··· Extrait proposé ···

Après Manaus visité en 1962 ( voir ICI ), le nouveau roman de Dominique Forma emmène le lecteur en Argentine en 1959. Pour Solange Tailleraut, 22 ans, tout a commencé à Paris avec son embauche chez Inter-Ingen une grande entreprise française. C’est l’époque du capitalisme et du béton triomphants du début de la Vème République et Inter-Ingen a acquis une solide réputation en France, en Afrique et en Indochine. Avec Solange, l’entreprise ambitionne de conquérir des marchés en Amérique du Sud en commençant avec l’Argentine et la construction d’un grand barrage près de Córdoba. Solange est traductrice, « Elle pense, parle et rêve simultanément en français, en allemand et en espagnol. Trois fées de trois différents pays s’étaient penchées sur son berceau et avaient veillé à ce qu’elle devienne l’excellence incarnée ».

La première partie de ce roman permet à l’auteur d’insister sur la place de la femme dans un milieu professionnel où elles sont cantonnées à la fonction de secrétaire. L’homme dirige, décide, domine. Même si l’excellence de Solange est d’une importance stratégique au sein de son entreprise, elle n’a pas de bureau et reste reléguée au coin des secrétaires qui ont du mal à l’intégrer du fait de son statut particulier.

Le style de Dominique Forma est un véritable régal, des mots soigneusement choisis que ce soit pour exprimer la colère, la frustration, la domination ou pour décrire des lieux. Mais il n’a pas le choix, son roman est court ( tout juste 200 pages ), il lui faut être précis et concis et il excelle dans cet art. J’ai été enthousiasmé quand en quelques phrases seulement il parle de l’ambiance régnant à Orly et de celle de l’aéroport de LaGuardia à New York.

··· Enregistrements fournis ···

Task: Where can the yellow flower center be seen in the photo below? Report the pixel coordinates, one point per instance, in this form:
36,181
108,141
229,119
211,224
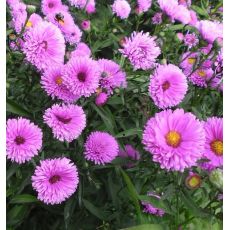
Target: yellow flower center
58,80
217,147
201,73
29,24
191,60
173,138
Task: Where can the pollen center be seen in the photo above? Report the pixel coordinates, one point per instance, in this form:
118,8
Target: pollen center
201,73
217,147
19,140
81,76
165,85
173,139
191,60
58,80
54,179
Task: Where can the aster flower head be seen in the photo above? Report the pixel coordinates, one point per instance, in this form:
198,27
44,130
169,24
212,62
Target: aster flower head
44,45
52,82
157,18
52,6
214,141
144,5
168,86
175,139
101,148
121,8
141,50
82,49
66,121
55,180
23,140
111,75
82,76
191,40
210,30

···
··· Enregistrements fournis ···

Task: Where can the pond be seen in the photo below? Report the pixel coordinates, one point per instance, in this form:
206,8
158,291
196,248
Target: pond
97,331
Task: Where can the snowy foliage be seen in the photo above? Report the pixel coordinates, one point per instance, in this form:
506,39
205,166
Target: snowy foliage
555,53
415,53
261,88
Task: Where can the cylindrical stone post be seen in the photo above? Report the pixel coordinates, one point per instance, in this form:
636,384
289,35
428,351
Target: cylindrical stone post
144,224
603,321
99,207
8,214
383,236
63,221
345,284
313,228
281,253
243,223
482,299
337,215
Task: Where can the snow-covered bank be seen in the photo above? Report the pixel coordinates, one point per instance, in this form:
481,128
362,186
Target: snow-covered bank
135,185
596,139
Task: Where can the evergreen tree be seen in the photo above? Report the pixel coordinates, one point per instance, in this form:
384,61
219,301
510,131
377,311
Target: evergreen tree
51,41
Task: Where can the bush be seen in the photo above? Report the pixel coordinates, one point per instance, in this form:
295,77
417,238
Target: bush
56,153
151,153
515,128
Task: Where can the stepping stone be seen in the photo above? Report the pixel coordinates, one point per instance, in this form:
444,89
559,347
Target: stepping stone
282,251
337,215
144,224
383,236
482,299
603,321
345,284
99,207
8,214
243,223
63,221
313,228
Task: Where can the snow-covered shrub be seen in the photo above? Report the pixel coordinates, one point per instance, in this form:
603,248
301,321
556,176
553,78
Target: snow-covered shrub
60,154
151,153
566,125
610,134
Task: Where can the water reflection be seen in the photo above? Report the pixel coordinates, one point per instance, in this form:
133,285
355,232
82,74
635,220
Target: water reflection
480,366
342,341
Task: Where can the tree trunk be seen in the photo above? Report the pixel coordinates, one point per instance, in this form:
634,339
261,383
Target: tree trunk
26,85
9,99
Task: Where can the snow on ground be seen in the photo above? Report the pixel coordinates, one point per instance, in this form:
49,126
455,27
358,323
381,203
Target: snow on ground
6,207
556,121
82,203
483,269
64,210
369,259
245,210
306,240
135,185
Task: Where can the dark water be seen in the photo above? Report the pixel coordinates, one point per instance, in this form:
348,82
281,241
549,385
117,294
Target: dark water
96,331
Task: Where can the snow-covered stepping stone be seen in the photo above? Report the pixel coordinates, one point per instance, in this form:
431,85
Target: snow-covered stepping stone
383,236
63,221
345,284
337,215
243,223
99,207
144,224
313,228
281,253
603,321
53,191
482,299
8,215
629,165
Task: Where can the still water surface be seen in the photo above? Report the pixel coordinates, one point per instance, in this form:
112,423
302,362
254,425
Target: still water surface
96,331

···
··· Enregistrements fournis ···

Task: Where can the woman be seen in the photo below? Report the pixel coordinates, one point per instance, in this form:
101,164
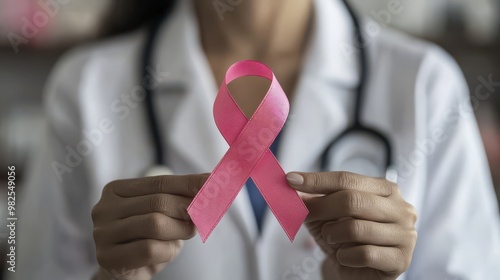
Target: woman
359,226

···

Objectifs:
(a) Déterminez combien de lignes des enregistrements contiennent la chaîne « foliage ». Indiquez uniquement ce nombre.
(b) Prolongez la critique du roman de Dominique Forma situé en Argentine en 1959, à la suite de sa dernière phrase.

Réponses par tâche:
(a) 2

(b)
Solange accompagne Stéphane Gratien, séduisant séducteur et directeur des Opérations Étrangères, à Córdoba en Argentine. C’est une situation très inconfortable pour Solange qui a commis une faute, c’est le titre qui le dit, je ne partage pas cet avis mais c’est sans doute l’époque qui veut ça. Les négociations professionnelles se passent bien, Solange est douée avec la langue espagnole. J’ai adoré lorsque Dominique Forma relate comment elle réorganise ses notes prises lors des conversations de la journée en un rapport complet et précis. D’un point de vue privée, son séjour est un calvaire. Un soir, seule, elle entre dans un restaurant de Córdoba et des gens y parlent allemand. Depuis le prologue, le suspense devenait de plus en plus pesant aidé en cela par la photo de couverture du livre. Il fallait bien que cela arrive. Le récit change alors de ton. Il y a plus d’action, de la violence aussi. Des personnages énigmatiques entrent en scène et l’Histoire rejoint le quotidien argentin de Solange.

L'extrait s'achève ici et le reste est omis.